[Rows from a dataset]

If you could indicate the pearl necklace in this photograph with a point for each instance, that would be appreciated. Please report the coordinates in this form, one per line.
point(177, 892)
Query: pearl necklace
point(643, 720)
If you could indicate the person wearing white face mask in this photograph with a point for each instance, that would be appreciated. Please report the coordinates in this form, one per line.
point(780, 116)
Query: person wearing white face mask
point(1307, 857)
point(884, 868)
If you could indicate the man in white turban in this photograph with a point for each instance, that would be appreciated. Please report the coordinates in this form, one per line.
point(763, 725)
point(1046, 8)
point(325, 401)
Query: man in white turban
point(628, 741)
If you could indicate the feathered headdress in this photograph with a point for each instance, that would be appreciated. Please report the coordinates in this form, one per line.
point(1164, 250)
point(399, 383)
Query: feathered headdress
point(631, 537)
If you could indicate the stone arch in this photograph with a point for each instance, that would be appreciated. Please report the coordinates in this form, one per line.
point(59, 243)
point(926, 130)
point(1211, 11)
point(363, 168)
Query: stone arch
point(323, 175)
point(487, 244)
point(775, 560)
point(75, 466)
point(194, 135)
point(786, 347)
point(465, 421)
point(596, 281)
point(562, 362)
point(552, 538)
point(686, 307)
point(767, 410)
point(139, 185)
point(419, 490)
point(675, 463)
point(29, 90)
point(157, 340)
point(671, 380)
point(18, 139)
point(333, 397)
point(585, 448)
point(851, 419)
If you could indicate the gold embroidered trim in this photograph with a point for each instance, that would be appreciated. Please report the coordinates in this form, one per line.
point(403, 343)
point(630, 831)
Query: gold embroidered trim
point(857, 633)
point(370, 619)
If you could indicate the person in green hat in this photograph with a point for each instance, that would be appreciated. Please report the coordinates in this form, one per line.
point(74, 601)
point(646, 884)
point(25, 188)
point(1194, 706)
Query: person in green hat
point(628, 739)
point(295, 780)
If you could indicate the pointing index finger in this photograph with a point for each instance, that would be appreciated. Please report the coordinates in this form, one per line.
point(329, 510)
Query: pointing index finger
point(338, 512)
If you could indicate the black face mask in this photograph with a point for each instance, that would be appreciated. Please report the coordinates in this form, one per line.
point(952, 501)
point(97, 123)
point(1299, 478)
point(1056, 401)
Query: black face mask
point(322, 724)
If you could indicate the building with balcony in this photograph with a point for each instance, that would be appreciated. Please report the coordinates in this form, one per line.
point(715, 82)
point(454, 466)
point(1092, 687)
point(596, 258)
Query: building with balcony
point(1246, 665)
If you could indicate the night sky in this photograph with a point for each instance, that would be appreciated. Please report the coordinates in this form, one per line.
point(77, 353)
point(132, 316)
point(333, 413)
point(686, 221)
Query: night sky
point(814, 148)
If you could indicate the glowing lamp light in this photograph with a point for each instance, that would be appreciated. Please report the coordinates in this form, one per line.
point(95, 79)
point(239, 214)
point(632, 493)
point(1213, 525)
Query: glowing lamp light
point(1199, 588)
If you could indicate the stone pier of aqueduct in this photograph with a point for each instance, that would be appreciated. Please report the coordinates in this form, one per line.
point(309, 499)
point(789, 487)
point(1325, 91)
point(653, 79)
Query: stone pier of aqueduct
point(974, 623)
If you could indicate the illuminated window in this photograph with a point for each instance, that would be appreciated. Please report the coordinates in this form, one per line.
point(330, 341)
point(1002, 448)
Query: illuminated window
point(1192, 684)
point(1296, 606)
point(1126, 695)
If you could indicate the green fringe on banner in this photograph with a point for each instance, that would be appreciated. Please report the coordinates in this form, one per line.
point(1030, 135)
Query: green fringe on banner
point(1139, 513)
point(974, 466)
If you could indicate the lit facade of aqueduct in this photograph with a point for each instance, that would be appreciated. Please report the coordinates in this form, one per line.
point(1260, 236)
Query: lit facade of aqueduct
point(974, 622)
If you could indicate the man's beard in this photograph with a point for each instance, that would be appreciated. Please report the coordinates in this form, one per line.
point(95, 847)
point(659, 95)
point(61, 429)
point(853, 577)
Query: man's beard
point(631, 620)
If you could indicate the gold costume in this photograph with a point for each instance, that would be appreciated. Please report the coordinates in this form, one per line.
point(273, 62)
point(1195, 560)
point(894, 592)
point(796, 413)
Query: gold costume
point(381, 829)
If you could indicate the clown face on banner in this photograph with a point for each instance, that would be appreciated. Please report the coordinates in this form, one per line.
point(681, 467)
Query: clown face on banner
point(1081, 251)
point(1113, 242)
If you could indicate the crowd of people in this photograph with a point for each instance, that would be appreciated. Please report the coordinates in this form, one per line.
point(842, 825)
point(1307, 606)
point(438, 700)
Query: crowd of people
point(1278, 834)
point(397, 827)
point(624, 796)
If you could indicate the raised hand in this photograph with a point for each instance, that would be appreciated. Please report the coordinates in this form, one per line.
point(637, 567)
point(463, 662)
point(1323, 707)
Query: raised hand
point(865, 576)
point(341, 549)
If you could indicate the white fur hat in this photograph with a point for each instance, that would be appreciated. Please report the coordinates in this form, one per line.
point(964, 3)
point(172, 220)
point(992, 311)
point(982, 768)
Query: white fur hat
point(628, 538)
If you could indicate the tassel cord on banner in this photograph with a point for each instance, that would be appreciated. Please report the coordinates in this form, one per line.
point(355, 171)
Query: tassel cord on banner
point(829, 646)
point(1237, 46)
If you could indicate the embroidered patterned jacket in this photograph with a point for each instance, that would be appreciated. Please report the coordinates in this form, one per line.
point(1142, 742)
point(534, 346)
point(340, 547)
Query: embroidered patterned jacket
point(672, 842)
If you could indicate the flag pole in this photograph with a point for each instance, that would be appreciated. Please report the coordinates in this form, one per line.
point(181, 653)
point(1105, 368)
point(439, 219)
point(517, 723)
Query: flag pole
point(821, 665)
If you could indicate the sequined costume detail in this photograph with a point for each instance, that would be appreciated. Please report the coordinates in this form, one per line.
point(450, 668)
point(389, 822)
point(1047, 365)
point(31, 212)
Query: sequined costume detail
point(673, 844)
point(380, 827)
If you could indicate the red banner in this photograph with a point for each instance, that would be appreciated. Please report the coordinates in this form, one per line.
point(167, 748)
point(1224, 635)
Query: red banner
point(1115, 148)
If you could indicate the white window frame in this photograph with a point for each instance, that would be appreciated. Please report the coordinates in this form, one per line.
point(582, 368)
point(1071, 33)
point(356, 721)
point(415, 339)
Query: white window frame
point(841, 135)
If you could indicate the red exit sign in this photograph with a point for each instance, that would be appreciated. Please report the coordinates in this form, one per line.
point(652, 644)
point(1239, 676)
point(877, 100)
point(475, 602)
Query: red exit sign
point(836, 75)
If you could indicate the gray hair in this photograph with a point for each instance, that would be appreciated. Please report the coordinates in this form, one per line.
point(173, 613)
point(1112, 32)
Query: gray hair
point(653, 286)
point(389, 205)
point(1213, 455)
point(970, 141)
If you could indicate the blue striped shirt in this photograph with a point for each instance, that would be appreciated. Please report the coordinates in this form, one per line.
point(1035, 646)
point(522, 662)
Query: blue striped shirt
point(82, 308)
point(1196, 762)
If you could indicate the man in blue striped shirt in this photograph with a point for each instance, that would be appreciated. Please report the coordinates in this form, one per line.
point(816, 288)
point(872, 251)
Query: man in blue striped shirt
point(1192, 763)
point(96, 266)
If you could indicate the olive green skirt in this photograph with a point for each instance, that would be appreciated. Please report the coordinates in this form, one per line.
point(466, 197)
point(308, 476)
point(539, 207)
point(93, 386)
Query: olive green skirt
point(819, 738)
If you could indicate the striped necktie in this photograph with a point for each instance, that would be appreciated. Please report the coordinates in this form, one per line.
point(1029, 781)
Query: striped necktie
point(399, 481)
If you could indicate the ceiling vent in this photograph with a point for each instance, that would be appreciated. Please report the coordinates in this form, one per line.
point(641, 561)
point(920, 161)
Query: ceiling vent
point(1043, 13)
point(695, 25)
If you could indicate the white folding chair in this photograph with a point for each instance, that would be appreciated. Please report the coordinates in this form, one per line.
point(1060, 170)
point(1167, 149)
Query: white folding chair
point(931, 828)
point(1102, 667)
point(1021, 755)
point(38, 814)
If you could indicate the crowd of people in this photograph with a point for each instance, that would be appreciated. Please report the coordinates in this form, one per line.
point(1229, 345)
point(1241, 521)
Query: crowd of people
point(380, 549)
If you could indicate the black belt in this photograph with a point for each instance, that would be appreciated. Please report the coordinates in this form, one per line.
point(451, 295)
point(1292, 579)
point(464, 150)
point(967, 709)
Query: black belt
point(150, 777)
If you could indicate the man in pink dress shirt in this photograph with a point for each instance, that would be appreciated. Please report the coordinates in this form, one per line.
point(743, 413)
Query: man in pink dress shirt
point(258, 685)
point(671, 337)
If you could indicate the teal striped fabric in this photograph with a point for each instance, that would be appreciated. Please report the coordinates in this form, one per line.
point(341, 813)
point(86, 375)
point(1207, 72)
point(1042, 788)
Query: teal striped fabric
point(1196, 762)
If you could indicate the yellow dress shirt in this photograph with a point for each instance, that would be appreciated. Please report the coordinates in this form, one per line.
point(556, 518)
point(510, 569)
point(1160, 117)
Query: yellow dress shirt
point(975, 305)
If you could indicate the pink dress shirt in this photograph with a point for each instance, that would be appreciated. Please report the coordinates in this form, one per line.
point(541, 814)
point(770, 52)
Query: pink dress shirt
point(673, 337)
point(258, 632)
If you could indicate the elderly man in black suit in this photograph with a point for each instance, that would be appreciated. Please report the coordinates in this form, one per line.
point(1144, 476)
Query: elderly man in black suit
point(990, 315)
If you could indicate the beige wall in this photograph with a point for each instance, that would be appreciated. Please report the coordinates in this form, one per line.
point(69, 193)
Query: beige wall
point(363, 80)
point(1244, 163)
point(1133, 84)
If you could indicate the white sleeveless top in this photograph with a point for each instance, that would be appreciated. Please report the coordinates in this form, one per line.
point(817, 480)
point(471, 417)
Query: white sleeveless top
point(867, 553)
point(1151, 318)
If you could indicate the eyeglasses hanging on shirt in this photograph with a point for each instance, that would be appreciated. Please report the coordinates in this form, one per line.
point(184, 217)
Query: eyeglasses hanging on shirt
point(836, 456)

# Problem to work on
Copy out the rows above word for word, starting at the line that contains "If you could indicate the person in" and ending at the line that contains "point(974, 623)", with both of those lines included.

# Solved problem
If you could indicate the person in green hat in this photograph with a point for each instance, that would be appreciated. Please report the coordinates in this form, one per line.
point(74, 601)
point(646, 884)
point(25, 188)
point(1194, 706)
Query: person in green hat
point(628, 739)
point(295, 780)
If you could indicate the pointing index finger in this photograph with a point for each instance, that would be appreciated. Please report the coordinates in this form, one per line.
point(329, 510)
Query: pointing index finger
point(338, 512)
If you could indicate the black face mask in this photograph with a point for each instance, that would be appreciated. Please report the coordinates in this form, one per line.
point(952, 501)
point(97, 123)
point(1299, 478)
point(1056, 401)
Query: black face mask
point(322, 724)
If you could indicate the building with balcony in this photograph with a point for each instance, that would be appreciated. Please report the coordinates in this form, one per line.
point(715, 82)
point(454, 466)
point(1092, 687)
point(596, 258)
Query: building with balcony
point(1246, 665)
If you could indicate the night sky in this photograph with a point for each instance, that would be appreciated. Please report the coordinates in this form, one per line.
point(77, 353)
point(132, 316)
point(333, 413)
point(686, 221)
Query: night sky
point(814, 148)
If you could indicate the glowing lamp light in this photograph with a point for each instance, that would be appreciated. Please report the coordinates in this form, one per line.
point(95, 79)
point(239, 214)
point(632, 493)
point(1213, 525)
Query: glowing lamp light
point(1199, 588)
If you could indicate the stone pier of aqueduct in this photograph with a point for each instance, that would be appreciated. Please report the coordinates in this form, one per line.
point(309, 499)
point(789, 487)
point(1325, 91)
point(653, 79)
Query: stone pier of aqueduct
point(974, 623)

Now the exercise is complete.